_Activity:_
Each line in the data holding "daisy" should be listed.

─── Records ───

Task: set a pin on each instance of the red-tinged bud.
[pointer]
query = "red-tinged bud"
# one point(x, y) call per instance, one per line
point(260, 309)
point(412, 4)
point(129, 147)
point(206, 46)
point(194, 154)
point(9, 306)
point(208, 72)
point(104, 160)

───
─── Records ───

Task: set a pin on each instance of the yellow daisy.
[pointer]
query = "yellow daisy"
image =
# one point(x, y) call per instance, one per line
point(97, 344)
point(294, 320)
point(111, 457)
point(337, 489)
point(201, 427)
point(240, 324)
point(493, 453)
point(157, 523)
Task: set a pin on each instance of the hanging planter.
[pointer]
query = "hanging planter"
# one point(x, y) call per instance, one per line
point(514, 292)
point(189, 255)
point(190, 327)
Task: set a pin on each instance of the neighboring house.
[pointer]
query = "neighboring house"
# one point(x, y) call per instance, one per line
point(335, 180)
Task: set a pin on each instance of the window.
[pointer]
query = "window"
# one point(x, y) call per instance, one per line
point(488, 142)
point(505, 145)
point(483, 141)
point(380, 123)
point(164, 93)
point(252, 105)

───

_Exercise output:_
Task: set a pin on each instance of the yellow daisy.
query = "yellow daisy"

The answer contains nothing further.